(Entries for bounding box labeling)

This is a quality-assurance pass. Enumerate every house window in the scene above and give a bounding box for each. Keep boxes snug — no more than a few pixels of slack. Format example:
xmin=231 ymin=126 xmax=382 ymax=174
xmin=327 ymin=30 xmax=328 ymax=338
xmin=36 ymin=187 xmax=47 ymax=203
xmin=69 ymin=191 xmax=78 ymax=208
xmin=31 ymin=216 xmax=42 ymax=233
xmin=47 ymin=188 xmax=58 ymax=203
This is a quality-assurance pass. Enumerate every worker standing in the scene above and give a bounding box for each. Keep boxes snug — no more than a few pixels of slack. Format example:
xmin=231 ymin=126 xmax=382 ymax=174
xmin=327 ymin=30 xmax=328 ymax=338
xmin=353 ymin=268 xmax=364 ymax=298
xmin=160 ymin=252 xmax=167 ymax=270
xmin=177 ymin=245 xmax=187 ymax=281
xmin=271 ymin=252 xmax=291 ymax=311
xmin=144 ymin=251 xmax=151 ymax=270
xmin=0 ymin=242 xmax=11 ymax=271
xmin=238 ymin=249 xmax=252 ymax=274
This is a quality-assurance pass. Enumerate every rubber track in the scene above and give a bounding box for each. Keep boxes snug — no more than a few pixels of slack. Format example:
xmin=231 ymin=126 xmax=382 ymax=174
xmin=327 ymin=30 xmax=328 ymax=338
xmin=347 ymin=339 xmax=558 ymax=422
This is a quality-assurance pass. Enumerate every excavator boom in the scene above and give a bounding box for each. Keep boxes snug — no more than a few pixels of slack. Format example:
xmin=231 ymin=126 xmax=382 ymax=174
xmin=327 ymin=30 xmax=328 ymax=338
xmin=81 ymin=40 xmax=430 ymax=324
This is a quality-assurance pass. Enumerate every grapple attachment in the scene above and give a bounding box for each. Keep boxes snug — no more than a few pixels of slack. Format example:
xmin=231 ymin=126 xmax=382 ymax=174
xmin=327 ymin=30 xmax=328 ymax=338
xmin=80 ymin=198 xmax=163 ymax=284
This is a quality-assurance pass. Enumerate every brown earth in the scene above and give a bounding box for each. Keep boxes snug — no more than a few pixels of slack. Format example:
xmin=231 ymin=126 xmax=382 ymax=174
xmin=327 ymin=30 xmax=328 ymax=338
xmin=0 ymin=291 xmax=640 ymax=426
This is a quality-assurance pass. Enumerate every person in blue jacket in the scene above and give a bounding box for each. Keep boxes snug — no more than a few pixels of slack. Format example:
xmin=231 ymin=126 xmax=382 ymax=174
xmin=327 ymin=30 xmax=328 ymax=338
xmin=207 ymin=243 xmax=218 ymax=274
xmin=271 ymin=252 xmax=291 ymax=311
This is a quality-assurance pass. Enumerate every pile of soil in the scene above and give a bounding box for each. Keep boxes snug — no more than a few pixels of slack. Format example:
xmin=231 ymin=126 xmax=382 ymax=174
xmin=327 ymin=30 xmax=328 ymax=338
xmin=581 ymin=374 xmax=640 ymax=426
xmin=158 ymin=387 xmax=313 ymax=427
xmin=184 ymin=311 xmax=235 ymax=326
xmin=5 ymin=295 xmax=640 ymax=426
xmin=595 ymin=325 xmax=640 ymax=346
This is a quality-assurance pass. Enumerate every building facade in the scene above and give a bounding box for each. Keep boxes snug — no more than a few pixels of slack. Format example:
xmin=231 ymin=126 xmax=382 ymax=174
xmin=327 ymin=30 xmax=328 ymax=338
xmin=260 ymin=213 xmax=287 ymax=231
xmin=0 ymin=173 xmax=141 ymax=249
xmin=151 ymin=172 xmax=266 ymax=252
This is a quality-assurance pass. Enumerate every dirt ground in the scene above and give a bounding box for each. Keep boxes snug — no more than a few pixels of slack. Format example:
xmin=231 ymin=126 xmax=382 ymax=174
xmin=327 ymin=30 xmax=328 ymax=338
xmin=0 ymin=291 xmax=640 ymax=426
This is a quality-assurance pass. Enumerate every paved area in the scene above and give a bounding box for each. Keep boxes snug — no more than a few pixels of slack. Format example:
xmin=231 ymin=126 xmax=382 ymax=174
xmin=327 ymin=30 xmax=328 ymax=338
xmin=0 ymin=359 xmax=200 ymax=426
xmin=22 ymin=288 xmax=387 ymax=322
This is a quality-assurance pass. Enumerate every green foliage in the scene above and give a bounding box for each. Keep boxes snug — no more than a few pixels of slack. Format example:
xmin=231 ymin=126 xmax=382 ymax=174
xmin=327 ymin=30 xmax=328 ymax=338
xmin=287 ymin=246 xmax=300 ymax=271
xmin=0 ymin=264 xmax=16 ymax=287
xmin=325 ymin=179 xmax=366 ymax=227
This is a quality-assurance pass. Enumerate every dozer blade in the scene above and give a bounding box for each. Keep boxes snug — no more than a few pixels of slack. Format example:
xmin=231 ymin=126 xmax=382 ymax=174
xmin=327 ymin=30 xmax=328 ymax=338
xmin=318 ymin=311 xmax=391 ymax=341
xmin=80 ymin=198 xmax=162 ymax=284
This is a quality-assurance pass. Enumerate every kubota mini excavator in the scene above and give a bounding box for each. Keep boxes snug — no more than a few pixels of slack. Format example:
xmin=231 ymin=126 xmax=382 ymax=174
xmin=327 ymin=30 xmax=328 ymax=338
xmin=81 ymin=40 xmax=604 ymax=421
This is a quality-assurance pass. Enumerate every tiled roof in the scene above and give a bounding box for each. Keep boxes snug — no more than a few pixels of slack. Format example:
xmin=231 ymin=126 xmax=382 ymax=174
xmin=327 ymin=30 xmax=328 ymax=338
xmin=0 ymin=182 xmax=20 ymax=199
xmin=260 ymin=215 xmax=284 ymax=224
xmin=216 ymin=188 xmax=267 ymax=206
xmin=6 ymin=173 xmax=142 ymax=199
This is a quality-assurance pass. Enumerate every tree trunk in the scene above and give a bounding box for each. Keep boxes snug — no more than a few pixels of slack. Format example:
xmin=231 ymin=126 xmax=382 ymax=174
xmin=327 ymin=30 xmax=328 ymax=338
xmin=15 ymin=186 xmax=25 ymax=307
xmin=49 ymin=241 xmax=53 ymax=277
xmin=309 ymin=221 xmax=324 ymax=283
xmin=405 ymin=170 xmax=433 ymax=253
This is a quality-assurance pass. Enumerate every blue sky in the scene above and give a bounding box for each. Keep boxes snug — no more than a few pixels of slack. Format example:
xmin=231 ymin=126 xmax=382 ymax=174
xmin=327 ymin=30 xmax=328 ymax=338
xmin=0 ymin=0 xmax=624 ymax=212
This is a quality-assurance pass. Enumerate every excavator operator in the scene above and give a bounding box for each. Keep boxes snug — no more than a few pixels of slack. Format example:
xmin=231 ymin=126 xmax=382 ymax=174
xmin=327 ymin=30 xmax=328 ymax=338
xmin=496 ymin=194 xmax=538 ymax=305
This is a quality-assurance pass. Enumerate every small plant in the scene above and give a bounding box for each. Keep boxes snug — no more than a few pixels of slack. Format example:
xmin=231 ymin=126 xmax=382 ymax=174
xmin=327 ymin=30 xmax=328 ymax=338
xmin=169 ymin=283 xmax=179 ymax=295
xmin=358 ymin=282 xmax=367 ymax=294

▸ Task instructions: Copy out all of the material above, line for line, with no changes.

▸ Expected output:
This is a quality-assurance pass. Enumerate every house window in the scene above and give a bounding box for each. Keep boxes snug — no more than a few pixels of slack. Format example:
xmin=231 ymin=126 xmax=382 ymax=174
xmin=327 ymin=30 xmax=328 ymax=338
xmin=36 ymin=187 xmax=47 ymax=203
xmin=69 ymin=191 xmax=78 ymax=208
xmin=31 ymin=216 xmax=42 ymax=233
xmin=47 ymin=188 xmax=58 ymax=203
This is a quality-assurance pass. Enumerate every worker standing in the scene above and give a bounding box for each. Keep boxes snug — no more than a few pixels of slack. Format example:
xmin=231 ymin=126 xmax=382 ymax=174
xmin=327 ymin=30 xmax=328 ymax=338
xmin=353 ymin=268 xmax=364 ymax=298
xmin=160 ymin=252 xmax=167 ymax=270
xmin=177 ymin=245 xmax=187 ymax=281
xmin=271 ymin=252 xmax=291 ymax=311
xmin=144 ymin=251 xmax=151 ymax=270
xmin=0 ymin=242 xmax=11 ymax=271
xmin=238 ymin=249 xmax=252 ymax=274
This is a quality-assurance pass. Enumerate every rubber track in the scene above and give a bounding box for each. Keep boxes snug — no more than a few pixels of slack. Format example:
xmin=231 ymin=126 xmax=382 ymax=174
xmin=327 ymin=30 xmax=328 ymax=338
xmin=347 ymin=339 xmax=558 ymax=422
This is a quality-assurance pass. Enumerate every excavator boom in the scene above and give a bounding box for each. Keep boxes snug — no more than a few pixels of slack. Format example:
xmin=231 ymin=126 xmax=382 ymax=174
xmin=327 ymin=30 xmax=328 ymax=338
xmin=81 ymin=40 xmax=430 ymax=324
This is a quality-assurance pass. Enumerate every grapple attachment in the scene above and give a bounding box for each. Keep boxes snug — no more than a few pixels of slack. Format example:
xmin=231 ymin=126 xmax=382 ymax=174
xmin=327 ymin=30 xmax=328 ymax=338
xmin=80 ymin=198 xmax=163 ymax=284
This is a quality-assurance pass. Enumerate every brown earth in the scene above and give a bounding box for each. Keep boxes snug — no more than a few pixels of slack. Format example:
xmin=231 ymin=126 xmax=382 ymax=174
xmin=327 ymin=30 xmax=328 ymax=338
xmin=0 ymin=291 xmax=640 ymax=426
This is a quality-assurance pass. Enumerate every person in blue jacket in the scene above and give a bounding box for each. Keep boxes snug — no more than a few pixels of slack. Format example:
xmin=231 ymin=126 xmax=382 ymax=174
xmin=327 ymin=30 xmax=328 ymax=338
xmin=207 ymin=243 xmax=218 ymax=274
xmin=271 ymin=252 xmax=291 ymax=311
This is a quality-assurance pass. Enumerate every pile of soil in the scene above and give a bounding box for each. Keep boxes snug — no more than a few pixels of slack. Format example:
xmin=231 ymin=126 xmax=382 ymax=174
xmin=327 ymin=30 xmax=328 ymax=338
xmin=581 ymin=374 xmax=640 ymax=426
xmin=158 ymin=387 xmax=313 ymax=427
xmin=184 ymin=311 xmax=235 ymax=326
xmin=5 ymin=295 xmax=640 ymax=426
xmin=595 ymin=325 xmax=640 ymax=346
This is a quality-assurance pass. Enumerate every building facade in the scene above and give a bounding box for each. Keep boxes snug — no more than a few pixels of slack. Format example:
xmin=231 ymin=126 xmax=382 ymax=174
xmin=327 ymin=30 xmax=328 ymax=338
xmin=260 ymin=213 xmax=287 ymax=231
xmin=0 ymin=173 xmax=141 ymax=249
xmin=151 ymin=172 xmax=266 ymax=252
This is a quality-assurance pass. Enumerate every dirt ground in the scene above and give a bounding box for each. Keep boxes snug — no more than a few pixels of slack. Format example:
xmin=231 ymin=126 xmax=382 ymax=174
xmin=327 ymin=30 xmax=328 ymax=338
xmin=0 ymin=291 xmax=640 ymax=426
This is a quality-assurance pass. Enumerate every paved area in the scene above and give a bounding box for each. Keep boxes snug — no more than a few pixels of slack. Format example:
xmin=231 ymin=126 xmax=382 ymax=174
xmin=327 ymin=30 xmax=328 ymax=338
xmin=0 ymin=359 xmax=200 ymax=426
xmin=22 ymin=288 xmax=387 ymax=322
This is a quality-assurance pass. Enumerate every green foliage in the scene above and give a bounding box for each. Keep boxes snug — no more than a few pixels of slack. Format example:
xmin=231 ymin=126 xmax=382 ymax=174
xmin=327 ymin=30 xmax=328 ymax=338
xmin=287 ymin=246 xmax=300 ymax=271
xmin=0 ymin=264 xmax=16 ymax=287
xmin=325 ymin=179 xmax=366 ymax=227
This is a quality-assurance pass. Enumerate every dozer blade in the scene above and give a bounding box for each. Keep boxes snug — no more than a few pixels of slack. Format example:
xmin=231 ymin=126 xmax=382 ymax=174
xmin=327 ymin=30 xmax=328 ymax=338
xmin=318 ymin=311 xmax=391 ymax=341
xmin=80 ymin=198 xmax=162 ymax=284
This is a quality-assurance pass. Enumerate every kubota mini excavator in the scene above and give a bounding box for each. Keep boxes snug — no more than a few pixels of slack. Format example:
xmin=231 ymin=126 xmax=382 ymax=174
xmin=327 ymin=30 xmax=328 ymax=338
xmin=81 ymin=40 xmax=604 ymax=421
This is a quality-assurance pass. Enumerate every tiled roof in the scene above and give a bounding box for each. Keep boxes snug — no more than a few pixels of slack. Format example:
xmin=231 ymin=126 xmax=382 ymax=174
xmin=327 ymin=30 xmax=328 ymax=338
xmin=0 ymin=182 xmax=20 ymax=199
xmin=260 ymin=215 xmax=284 ymax=224
xmin=216 ymin=188 xmax=267 ymax=206
xmin=6 ymin=173 xmax=142 ymax=199
This is a quality-assurance pass. Enumerate every tree trunk in the scene above and give a bounding box for each. Keep boxes snug — no more than a few pixels of slack. Format example:
xmin=231 ymin=126 xmax=382 ymax=174
xmin=327 ymin=30 xmax=328 ymax=338
xmin=15 ymin=186 xmax=25 ymax=307
xmin=49 ymin=241 xmax=53 ymax=277
xmin=309 ymin=221 xmax=324 ymax=283
xmin=405 ymin=170 xmax=433 ymax=253
This is a quality-assurance pass. Enumerate every blue sky in the scene above and give a bounding box for each. Keep boxes snug — no more than a few pixels of slack. Format example:
xmin=231 ymin=126 xmax=382 ymax=174
xmin=327 ymin=30 xmax=328 ymax=338
xmin=0 ymin=0 xmax=624 ymax=212
This is a quality-assurance pass. Enumerate every excavator operator in the scene above and give a bounding box for each. Keep boxes snug — no more than a few pixels of slack. Format example:
xmin=231 ymin=126 xmax=382 ymax=174
xmin=327 ymin=30 xmax=328 ymax=338
xmin=496 ymin=194 xmax=538 ymax=305
This is a quality-assurance pass. Enumerate every small plant in the scene above and give a bounding box for each. Keep boxes snug — no more than a few pixels of slack. Format example:
xmin=231 ymin=126 xmax=382 ymax=174
xmin=327 ymin=30 xmax=328 ymax=338
xmin=169 ymin=283 xmax=179 ymax=295
xmin=358 ymin=282 xmax=367 ymax=294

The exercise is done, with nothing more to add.